Sección del documento:
________________________________________

A lo largo de sus dos mandatos, Barak Obama no siempre ha sabido dar pruebas de valentía. Y algunos de sus ambiciosos proyectos se han quedado en letra muerta frente a un Congreso de mayoría republicana y ferozmente hostil al programa del inquilino de la Casa Blanca. Reconozcámosle sin embargo la batalla llevada a cabo, con éxito, por la cobertura de enfermedad de varias decenas de millones de estadounidenses desprotegidos; medida que Donald Trump ha declarado querer abolir rápidamente.

Ahora bien, ha sido en política exterior donde el fracaso del Presidente saliente ha sido más flagrante, en particular en el expediente palestino-israelí que, sin embargo, al comienzo de su mandato lo situó en el corazón de sus prioridades: recordamos el discurso de El Cairo en el que Obama hizo un análisis de la situación política en Medio Oriente que no habría desentonado en la Revista de Estudios Palestinos, y en el que explicaba con gran claridad por qué la estabilidad del Próximo Oriente exigía poner fin a la ocupación colonial israelí.

________________________________________

Tarea a realizar: ¿Puedes proseguir el texto sobre el balance de los mandatos de Obama justo después de su última oración?

Extracto de datos:
________________________________________

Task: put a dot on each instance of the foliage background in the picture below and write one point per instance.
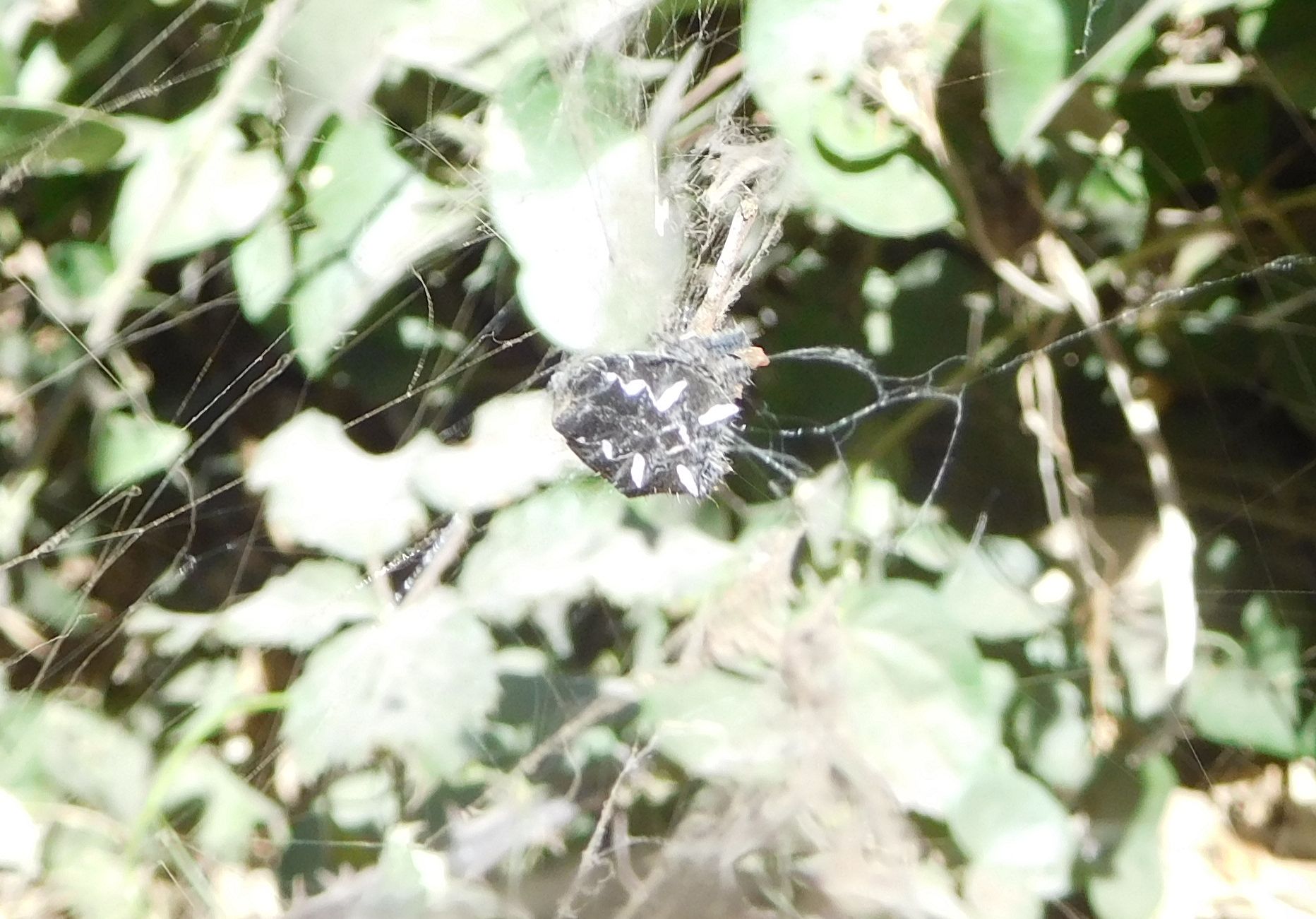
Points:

________________________________________

Respuesta a la tarea:
Frente a una alianza entre el gobierno israelí de extrema derecha, la derecha republicana, los evangelistas y una parte del lobby judío, el Presidente debió dar marcha atrás, hasta el punto de decidir desentenderse completamente de lo que algunos continuaban llamando “proceso de paz”. Más allá del bloqueo realizado por Netanyahu, Barak Obama tuvo que sufrir además una larga serie de declaraciones descorteses, e incluso de humillaciones, por parte de dirigentes israelíes.

Acercándose al final de su mandato, el Presidente saliente se sintió con las manos libres para tomarse pequeñas revanchas sobre sus adversarios, aunque solo fueran simbólicas: la gracia concedida a la soldado Chelsea Mannig, el desbloqueo de 500 millones de dólares para el Fondo Verde para el Clima… y los 220 millones de dólares para la Autoridad Palestina y la reconstrucción de Gaza. Más aún, mucho mejor: por primera vez desde 1973, no utilizó su derecho de veto en el Consejo de Seguridad que, de ese modo, aprobaba una resolución que denunciaba sin ambigüedades la colonización israelí en Cisjordania.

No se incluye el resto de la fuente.